Object pointing dataset rows
________________________

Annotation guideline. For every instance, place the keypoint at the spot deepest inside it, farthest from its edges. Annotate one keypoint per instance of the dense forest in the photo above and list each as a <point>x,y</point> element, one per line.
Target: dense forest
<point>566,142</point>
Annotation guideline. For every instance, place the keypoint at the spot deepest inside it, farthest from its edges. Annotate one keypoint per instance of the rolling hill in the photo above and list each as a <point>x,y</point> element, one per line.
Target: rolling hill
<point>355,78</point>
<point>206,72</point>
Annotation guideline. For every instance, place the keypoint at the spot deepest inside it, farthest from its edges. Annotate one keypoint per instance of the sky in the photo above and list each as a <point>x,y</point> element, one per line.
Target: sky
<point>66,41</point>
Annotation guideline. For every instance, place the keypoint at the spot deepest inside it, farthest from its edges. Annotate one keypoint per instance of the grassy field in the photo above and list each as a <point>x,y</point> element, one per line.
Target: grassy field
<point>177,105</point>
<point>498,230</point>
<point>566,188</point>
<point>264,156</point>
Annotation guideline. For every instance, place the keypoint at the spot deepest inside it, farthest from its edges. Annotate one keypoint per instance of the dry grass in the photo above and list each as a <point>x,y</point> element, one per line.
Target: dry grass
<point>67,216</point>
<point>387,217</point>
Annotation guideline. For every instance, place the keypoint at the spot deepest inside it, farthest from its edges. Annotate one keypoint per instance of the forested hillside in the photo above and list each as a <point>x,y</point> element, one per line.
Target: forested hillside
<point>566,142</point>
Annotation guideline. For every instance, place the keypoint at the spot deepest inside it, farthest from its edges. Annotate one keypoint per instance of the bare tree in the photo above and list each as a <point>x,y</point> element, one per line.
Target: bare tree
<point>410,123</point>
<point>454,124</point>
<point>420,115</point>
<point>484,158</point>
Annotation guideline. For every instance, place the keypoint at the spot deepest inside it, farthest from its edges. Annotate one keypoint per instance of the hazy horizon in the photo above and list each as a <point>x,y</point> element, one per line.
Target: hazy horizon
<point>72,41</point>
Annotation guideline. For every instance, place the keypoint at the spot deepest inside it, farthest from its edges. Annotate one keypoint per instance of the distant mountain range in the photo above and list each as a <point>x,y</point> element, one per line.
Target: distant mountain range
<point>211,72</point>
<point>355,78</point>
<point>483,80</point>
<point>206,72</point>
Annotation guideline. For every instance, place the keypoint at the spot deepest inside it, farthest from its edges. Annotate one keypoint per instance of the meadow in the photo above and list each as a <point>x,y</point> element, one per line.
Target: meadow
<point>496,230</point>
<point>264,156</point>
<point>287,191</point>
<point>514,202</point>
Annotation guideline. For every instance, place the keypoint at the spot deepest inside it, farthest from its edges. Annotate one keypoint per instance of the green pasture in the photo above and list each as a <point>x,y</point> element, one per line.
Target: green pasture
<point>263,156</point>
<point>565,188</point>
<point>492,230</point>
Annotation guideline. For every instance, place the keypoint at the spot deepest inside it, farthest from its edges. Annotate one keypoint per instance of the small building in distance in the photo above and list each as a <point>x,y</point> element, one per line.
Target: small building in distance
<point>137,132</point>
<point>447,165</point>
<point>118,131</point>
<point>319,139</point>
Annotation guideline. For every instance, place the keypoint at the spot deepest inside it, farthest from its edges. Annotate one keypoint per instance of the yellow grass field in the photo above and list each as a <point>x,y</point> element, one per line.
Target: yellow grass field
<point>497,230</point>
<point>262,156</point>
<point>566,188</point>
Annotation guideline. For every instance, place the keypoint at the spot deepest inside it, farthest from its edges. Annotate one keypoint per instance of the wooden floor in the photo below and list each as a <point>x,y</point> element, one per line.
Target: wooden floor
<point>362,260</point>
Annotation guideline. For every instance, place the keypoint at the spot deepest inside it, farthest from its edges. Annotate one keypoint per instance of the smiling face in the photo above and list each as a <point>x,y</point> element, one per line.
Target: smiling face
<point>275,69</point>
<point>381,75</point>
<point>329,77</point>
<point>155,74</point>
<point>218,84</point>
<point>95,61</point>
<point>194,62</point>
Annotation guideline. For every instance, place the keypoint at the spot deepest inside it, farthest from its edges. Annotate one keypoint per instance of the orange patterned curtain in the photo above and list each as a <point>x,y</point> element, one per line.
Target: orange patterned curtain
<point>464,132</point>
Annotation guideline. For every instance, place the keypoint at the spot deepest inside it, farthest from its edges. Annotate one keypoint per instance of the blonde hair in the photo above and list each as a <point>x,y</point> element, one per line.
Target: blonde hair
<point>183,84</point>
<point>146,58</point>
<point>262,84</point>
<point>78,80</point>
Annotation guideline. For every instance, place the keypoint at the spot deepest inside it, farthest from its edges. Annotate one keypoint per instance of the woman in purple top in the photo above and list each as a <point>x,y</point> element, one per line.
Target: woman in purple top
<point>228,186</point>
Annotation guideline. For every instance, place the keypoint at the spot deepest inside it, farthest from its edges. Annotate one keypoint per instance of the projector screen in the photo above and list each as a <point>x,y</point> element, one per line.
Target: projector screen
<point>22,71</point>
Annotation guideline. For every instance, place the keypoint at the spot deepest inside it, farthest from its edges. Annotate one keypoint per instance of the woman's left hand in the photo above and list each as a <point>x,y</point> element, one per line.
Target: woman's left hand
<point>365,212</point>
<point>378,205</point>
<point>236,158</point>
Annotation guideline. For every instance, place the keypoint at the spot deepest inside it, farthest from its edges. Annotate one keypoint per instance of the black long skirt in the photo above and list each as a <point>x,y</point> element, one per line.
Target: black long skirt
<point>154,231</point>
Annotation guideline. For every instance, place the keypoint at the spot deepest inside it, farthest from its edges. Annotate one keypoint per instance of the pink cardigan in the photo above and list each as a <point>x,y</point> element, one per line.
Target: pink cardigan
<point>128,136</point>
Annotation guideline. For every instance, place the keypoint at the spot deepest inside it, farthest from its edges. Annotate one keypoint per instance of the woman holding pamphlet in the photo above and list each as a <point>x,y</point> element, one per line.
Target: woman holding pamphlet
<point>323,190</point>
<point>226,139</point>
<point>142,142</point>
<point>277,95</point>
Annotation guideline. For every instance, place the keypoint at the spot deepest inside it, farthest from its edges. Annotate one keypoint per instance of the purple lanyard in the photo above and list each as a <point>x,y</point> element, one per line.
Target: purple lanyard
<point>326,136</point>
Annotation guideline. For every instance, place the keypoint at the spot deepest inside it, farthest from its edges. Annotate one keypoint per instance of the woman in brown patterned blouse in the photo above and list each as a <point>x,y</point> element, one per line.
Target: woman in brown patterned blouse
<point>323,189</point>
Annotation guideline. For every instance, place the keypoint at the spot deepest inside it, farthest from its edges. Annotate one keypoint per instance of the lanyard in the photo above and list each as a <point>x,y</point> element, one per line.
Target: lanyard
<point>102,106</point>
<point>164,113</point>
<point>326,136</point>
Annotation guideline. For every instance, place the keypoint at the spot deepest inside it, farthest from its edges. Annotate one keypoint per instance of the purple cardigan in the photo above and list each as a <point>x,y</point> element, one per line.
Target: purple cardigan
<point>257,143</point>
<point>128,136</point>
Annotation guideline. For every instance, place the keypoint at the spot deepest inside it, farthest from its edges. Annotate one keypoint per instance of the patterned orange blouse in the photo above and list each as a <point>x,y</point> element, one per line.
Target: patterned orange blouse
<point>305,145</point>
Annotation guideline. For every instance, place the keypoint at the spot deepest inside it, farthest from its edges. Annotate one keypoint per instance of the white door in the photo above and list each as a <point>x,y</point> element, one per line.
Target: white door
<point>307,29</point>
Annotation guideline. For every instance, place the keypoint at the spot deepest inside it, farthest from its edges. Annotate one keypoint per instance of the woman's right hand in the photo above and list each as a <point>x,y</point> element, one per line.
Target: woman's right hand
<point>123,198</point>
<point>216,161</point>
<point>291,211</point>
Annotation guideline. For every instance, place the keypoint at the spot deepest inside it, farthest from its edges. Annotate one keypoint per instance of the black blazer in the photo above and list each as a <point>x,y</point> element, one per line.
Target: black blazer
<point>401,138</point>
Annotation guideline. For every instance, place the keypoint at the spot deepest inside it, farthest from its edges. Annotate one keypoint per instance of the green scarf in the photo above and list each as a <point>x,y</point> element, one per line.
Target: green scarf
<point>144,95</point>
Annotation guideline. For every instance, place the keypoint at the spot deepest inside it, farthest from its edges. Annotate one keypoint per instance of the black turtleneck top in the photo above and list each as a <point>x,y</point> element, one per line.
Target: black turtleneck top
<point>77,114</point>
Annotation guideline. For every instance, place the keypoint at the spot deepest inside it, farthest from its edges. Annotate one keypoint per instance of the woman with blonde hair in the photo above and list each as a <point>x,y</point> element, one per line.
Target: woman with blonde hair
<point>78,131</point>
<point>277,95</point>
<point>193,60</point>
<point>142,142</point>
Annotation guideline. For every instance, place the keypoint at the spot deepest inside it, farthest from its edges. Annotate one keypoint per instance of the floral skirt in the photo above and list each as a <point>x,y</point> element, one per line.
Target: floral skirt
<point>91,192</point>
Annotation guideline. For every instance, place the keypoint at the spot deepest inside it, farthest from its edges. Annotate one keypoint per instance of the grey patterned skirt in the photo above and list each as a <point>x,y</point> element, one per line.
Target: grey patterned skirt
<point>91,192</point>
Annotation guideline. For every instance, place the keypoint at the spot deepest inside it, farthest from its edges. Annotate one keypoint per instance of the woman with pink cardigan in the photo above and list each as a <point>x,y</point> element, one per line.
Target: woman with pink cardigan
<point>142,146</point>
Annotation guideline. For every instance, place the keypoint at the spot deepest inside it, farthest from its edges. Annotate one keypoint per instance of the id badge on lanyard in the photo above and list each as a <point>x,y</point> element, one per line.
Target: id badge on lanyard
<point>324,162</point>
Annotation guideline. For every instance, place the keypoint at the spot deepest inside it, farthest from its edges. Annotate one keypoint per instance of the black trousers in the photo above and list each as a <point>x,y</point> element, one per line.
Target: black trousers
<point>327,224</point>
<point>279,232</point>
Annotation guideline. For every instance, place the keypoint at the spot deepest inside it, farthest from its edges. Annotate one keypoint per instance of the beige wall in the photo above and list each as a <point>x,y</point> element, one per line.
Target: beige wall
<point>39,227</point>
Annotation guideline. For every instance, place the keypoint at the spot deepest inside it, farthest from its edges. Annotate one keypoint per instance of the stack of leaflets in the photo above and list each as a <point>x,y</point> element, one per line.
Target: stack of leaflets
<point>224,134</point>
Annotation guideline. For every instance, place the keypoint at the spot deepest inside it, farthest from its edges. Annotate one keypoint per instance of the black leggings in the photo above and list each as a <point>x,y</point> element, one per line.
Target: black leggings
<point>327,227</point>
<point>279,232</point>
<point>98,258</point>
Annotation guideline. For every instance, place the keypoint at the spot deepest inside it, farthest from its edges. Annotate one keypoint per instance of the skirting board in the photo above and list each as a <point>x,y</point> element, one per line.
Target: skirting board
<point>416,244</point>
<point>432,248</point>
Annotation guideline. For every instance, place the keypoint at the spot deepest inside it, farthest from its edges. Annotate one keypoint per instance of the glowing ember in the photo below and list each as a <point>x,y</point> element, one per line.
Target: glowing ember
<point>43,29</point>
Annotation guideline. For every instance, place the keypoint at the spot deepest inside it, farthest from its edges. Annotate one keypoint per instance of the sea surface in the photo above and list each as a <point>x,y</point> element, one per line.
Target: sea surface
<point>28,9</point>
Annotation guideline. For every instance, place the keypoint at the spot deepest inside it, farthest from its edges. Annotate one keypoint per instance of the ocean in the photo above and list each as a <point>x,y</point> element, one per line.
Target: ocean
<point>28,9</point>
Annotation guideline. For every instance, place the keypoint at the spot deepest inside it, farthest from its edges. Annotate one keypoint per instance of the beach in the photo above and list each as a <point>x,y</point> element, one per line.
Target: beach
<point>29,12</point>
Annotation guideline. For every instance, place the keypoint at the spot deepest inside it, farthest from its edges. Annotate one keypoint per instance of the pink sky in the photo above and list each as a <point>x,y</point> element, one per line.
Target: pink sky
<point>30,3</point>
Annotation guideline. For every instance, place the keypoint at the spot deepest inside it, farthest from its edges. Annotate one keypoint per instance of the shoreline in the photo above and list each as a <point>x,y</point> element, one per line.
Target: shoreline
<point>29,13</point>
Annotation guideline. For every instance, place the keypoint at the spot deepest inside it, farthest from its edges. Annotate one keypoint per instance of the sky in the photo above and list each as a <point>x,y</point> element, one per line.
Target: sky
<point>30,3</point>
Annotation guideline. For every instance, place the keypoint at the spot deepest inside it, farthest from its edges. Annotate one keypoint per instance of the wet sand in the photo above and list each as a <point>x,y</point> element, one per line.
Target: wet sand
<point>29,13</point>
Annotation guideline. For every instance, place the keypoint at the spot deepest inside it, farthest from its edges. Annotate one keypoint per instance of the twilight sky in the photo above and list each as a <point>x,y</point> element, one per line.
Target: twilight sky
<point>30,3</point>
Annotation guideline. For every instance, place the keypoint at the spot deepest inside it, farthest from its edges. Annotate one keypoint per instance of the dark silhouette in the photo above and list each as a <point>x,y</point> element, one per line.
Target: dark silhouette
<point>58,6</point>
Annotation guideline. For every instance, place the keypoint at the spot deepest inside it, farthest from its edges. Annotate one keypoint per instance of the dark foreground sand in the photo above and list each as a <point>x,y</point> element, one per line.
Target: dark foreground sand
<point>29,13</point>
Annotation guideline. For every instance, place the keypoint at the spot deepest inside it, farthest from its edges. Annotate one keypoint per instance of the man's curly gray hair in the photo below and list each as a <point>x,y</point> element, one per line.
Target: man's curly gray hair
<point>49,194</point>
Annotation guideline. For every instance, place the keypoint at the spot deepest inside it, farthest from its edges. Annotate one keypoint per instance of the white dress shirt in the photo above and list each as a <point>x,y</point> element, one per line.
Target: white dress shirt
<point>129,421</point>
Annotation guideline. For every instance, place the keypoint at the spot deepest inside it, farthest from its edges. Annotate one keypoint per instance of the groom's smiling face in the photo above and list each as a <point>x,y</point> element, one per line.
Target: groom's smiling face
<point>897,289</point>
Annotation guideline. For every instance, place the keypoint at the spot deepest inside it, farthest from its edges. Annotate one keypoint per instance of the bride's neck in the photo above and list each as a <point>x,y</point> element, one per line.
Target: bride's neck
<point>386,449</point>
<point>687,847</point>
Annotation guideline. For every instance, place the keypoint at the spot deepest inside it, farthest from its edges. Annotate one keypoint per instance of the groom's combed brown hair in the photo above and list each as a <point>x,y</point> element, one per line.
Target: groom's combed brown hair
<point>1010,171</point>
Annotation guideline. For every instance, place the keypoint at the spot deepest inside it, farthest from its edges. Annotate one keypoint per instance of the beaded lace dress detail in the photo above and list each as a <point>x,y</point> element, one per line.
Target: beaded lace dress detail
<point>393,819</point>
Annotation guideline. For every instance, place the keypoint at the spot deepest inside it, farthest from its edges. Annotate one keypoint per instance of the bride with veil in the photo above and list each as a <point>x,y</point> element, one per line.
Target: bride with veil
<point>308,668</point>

________________________

_Exercise instructions_
Rewrite everything in the listing above, from the line containing "of the projector" down to the line containing "<point>22,71</point>", as a numbered list with blank lines left out.

_Written reply_
1. Annotation guideline. For every instance, place the keypoint at the spot deepest inside it, farthest from its edges. Annotate one keypoint per instance of the projector screen in the photo above and list each as a <point>x,y</point> element, one per line.
2. Target: projector screen
3. <point>22,71</point>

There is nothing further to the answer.